**REQUIRED TASK A**
In the entries below, give every line as a numbered list, from the line that contains "notation: point(157, 108)." through the end of the entries, both included, with blank lines left out. Leave the pictures out of your answer.

─── EXCERPTED TEXT ───

Bloomberg disclosed last week that it had restricted its journalists from accessing information about terminal subscribers, including when they last logged on, when they subscribed and how often they accessed features like news or the chat function. The terminals, a major profit driver for the company, provide an array of financial data to traders, analysts and business executives.

Bloomberg eliminated such access for its journalists in April following a complaint from Goldman Sachs Group Inc., Bloomberg said. Separate concerns had been raised by J.P. Morgan Chase, another big Wall Street client, according to people familiar with the matter.

In its early years, Bloomberg reporters sometimes accompanied salespeople to client meetings, and they were granted access to subscriber information such as broad usage habits to help them participate in the discussions, according to the company. In later years, when Bloomberg grew bigger and journalists participated less in client meetings, Bloomberg didn’t eliminate newsroom access to such information, the company says.

“It started out as a way to serve customers better by having a better understanding of what they used,” Chief Executive Daniel Doctoroff said in an interview Sunday. “That’s not to say we shouldn’t have eliminated it earlier.”

Bloomberg’s disclosure that it had restricted newsroom access to certain customer data prompted an inquiry from the Federal Reserve, the Fed said, as well as the Treasury, according to a person familiar with the situation. Officials at both the Fed and Treasury have Bloomberg terminals.

In emails to clients and staff Friday, Mr. Doctoroff acknowledged that not restricting its journalists’ access to such information earlier had been a “mistake.” He also noted that Bloomberg last month created an executive position dedicated to overseeing data-compliance matters. The firm appointed longtime Bloomberg executive Steve Ross, previously responsible for day-to-day operations of the terminal business, to the new post. In the interview, Mr. Doctoroff stressed the importance to Bloomberg of data-security measures. “We are elevating that whole focus,” he said.

─── TASK DATA ───

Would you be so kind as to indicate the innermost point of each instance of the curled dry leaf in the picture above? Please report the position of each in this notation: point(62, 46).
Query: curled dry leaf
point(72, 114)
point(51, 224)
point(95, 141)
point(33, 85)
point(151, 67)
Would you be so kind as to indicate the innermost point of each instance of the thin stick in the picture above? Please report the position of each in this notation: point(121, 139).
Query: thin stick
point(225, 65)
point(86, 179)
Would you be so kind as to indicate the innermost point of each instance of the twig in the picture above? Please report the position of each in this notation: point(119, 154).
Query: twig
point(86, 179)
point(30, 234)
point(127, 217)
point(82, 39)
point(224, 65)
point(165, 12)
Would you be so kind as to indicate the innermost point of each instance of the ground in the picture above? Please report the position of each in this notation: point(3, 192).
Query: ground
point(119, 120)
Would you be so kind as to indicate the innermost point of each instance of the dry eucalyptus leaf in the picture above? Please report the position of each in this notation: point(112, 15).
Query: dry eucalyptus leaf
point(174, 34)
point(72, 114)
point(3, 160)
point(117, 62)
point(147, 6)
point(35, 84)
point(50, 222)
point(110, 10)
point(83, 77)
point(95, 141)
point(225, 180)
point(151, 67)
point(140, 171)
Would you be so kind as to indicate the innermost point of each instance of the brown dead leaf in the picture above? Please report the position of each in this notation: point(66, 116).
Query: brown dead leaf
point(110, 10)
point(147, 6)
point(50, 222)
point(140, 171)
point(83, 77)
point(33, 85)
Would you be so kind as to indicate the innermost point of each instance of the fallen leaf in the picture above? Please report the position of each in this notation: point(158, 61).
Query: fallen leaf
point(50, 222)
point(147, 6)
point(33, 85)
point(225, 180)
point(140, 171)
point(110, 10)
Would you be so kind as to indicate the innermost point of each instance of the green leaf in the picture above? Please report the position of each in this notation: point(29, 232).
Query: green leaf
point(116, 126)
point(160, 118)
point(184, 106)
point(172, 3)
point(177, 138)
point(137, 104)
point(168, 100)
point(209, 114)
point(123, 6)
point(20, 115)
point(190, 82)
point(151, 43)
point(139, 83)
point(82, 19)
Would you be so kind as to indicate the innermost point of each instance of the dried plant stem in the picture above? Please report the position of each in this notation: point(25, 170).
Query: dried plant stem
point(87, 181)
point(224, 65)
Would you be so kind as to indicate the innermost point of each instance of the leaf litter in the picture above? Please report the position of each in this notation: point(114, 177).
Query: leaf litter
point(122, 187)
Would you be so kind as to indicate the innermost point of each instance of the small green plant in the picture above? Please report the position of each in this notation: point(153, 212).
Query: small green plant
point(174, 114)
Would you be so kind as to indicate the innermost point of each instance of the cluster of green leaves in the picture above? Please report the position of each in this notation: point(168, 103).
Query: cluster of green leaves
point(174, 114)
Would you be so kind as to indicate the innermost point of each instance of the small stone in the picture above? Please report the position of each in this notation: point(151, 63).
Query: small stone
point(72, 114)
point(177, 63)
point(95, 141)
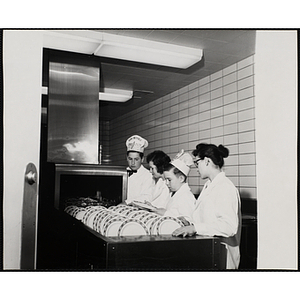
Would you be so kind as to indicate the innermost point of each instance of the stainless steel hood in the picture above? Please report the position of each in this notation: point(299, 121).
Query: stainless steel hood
point(73, 113)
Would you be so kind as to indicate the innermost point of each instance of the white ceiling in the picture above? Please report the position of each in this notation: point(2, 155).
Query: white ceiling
point(221, 48)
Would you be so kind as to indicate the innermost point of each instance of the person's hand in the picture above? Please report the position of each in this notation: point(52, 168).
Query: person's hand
point(184, 221)
point(159, 211)
point(185, 231)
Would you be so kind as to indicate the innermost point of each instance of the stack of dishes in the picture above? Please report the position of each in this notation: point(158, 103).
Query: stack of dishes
point(124, 220)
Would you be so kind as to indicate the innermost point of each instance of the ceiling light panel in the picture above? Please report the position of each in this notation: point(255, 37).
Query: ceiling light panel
point(145, 51)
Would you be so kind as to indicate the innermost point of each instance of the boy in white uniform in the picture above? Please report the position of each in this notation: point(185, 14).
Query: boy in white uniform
point(181, 202)
point(139, 178)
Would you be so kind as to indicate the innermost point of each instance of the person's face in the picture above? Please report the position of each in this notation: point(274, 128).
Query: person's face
point(201, 166)
point(134, 160)
point(153, 170)
point(172, 181)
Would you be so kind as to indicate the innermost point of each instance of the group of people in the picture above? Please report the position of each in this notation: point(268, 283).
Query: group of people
point(164, 187)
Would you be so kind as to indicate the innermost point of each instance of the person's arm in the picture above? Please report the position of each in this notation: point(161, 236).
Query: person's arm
point(226, 221)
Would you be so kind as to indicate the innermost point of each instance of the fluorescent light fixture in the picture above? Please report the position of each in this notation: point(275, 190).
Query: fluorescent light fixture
point(151, 52)
point(115, 95)
point(122, 47)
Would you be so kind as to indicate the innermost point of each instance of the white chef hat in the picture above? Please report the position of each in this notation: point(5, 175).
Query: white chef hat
point(183, 162)
point(136, 143)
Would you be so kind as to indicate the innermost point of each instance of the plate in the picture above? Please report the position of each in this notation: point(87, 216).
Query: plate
point(144, 205)
point(80, 213)
point(102, 223)
point(90, 219)
point(70, 209)
point(152, 225)
point(125, 210)
point(112, 226)
point(132, 227)
point(89, 212)
point(167, 225)
point(148, 218)
point(98, 220)
point(98, 216)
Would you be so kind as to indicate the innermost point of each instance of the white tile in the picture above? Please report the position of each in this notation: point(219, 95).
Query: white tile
point(193, 93)
point(216, 122)
point(216, 102)
point(247, 148)
point(204, 98)
point(194, 110)
point(193, 102)
point(230, 69)
point(231, 168)
point(247, 159)
point(230, 98)
point(193, 85)
point(204, 106)
point(247, 114)
point(246, 82)
point(216, 112)
point(217, 131)
point(234, 180)
point(216, 75)
point(204, 89)
point(174, 94)
point(231, 139)
point(245, 72)
point(245, 62)
point(231, 128)
point(245, 93)
point(193, 136)
point(204, 116)
point(185, 89)
point(174, 108)
point(204, 134)
point(248, 192)
point(230, 88)
point(246, 137)
point(230, 118)
point(204, 81)
point(183, 122)
point(248, 181)
point(194, 119)
point(246, 104)
point(204, 125)
point(183, 113)
point(183, 97)
point(230, 108)
point(216, 93)
point(183, 130)
point(183, 104)
point(247, 125)
point(230, 78)
point(216, 84)
point(219, 140)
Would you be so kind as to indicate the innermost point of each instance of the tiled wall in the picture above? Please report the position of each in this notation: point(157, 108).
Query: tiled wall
point(217, 109)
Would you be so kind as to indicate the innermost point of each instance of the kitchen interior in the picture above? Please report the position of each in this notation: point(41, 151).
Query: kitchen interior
point(214, 100)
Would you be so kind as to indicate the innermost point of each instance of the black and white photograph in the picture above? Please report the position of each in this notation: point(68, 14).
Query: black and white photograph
point(150, 150)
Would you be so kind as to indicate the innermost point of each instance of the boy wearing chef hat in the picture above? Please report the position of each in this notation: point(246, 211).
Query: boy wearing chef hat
point(181, 201)
point(139, 178)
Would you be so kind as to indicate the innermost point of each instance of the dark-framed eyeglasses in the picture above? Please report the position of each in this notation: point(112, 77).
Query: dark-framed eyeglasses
point(196, 162)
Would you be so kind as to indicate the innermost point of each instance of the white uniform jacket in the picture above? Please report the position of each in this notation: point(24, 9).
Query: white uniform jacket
point(218, 213)
point(160, 194)
point(139, 185)
point(182, 203)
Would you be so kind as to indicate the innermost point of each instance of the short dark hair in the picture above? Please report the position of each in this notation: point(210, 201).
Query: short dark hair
point(215, 153)
point(177, 172)
point(159, 158)
point(140, 153)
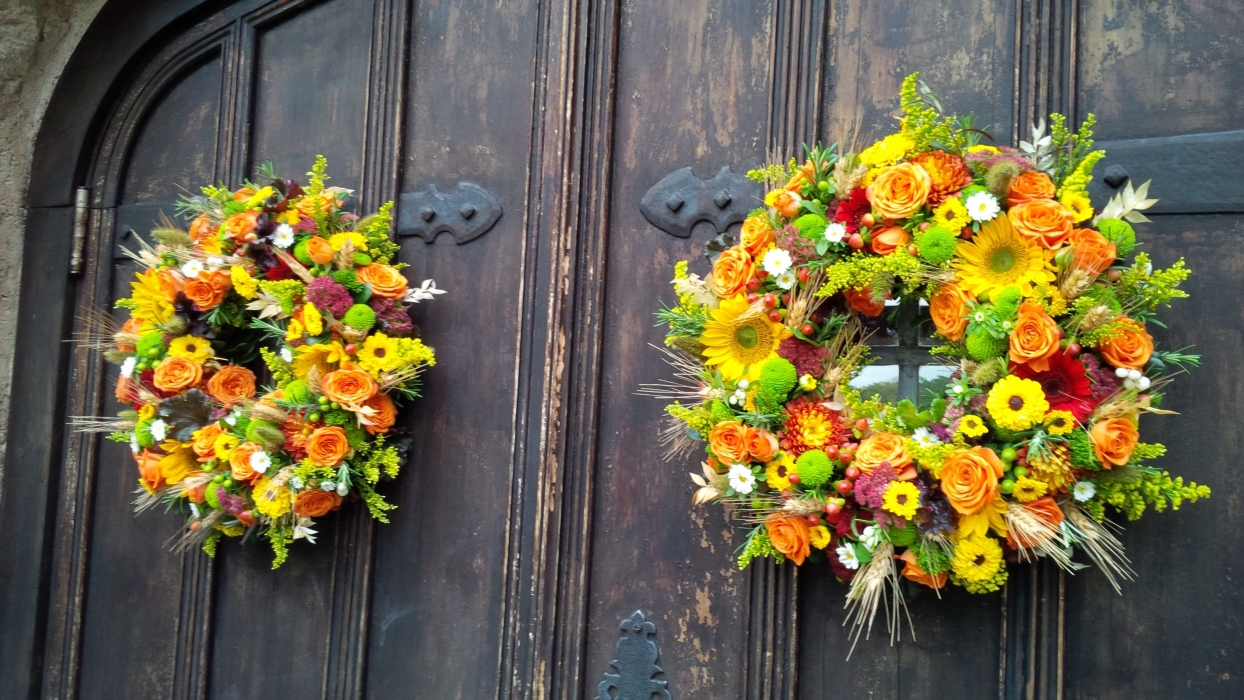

───

**REQUIRED TASK B**
Take the text above about Bloomberg restricting its journalists' access to terminal subscriber data further, continuing from where it stops.

**WRITTEN REPLY A**
1. Would you be so kind as to indicate the innermost point of each instance of the tiled wall in the picture above? Please report the position of each in this notation: point(157, 108).
2. Query: tiled wall
3. point(217, 109)
4. Would you be so kind as to indicate the innermost point of each instance of the kitchen interior in the picture above? Please report the position of each in this notation: point(41, 151).
5. Query: kitchen interior
6. point(214, 100)
7. Would you be so kind as to indicate the innermost point of each instance of the black and white photograph in the picture above? Please report the position of each in this notation: point(68, 14).
8. Query: black and white photograph
9. point(150, 150)
10. Would you be so kind as to indicate the innermost point of each instance of the boy wearing chef hat in the picture above? Please report the position of each in this notation: point(246, 211).
11. Query: boy wearing chef hat
12. point(181, 201)
13. point(139, 178)
14. Would you be so kind as to indicate the innermost point of each instance of the dark-framed eyeglasses in the picture above? Please report the position of each in this notation: point(112, 77).
15. Query: dark-framed eyeglasses
16. point(196, 162)
17. Would you be so kind as to indicate the innermost point of each instance of the white uniform jacket in the picture above? Please report the position of each in this notation: point(24, 9).
18. Query: white uniform jacket
19. point(218, 213)
20. point(160, 194)
21. point(139, 185)
22. point(182, 203)
23. Would you be so kind as to indicate the innermost point of each instance of the short dark hair in the picture above? Please report the position of each in this notation: point(210, 201).
24. Query: short dark hair
25. point(215, 153)
26. point(177, 172)
27. point(159, 158)
28. point(140, 153)

**WRITTEN REPLY B**
Bloomberg, founded in 1981 by current New York City Mayor Michael Bloomberg, has grown over three decades from a scrappy vendor to Wall Street bond traders to a provider of financial data, analytics and news.

The company’s terminals are a ubiquitous presence on trading floors from Wall Street to Hong Kong, and they have become ingrained in the culture of modern finance by offering access not just to market data but everything from stories on financial earnings and acquisitions to restaurant reviews and sports coverage.

Bloomberg started out offering news as an added perk for those who subscribe to its terminals. Now, it is a major player in providing business and financial news.

“In the beginning, it wasn’t fancy, it was nuts and bolts. But Bloomberg is now a leading source for many news categories,” said Tom Rosenstiel, executive director of the American Press Institute.

Mr. Doctoroff described the terminals business and news operation as complementary: the large and lucrative terminals business helps pay for an editorial service that in turn draws subscribers by delivering market-moving news.

But there is a “flip side” to the business model too, Mr. Doctoroff said. “When you assure editorial independence, your reporters also do stories on very important clients that can create a level of discomfort sometimes. That’s the way it is, and we have to live with that tension,” he said. Mr. Doctoroff said a strict division separates Bloomberg’s sales department from its news operations.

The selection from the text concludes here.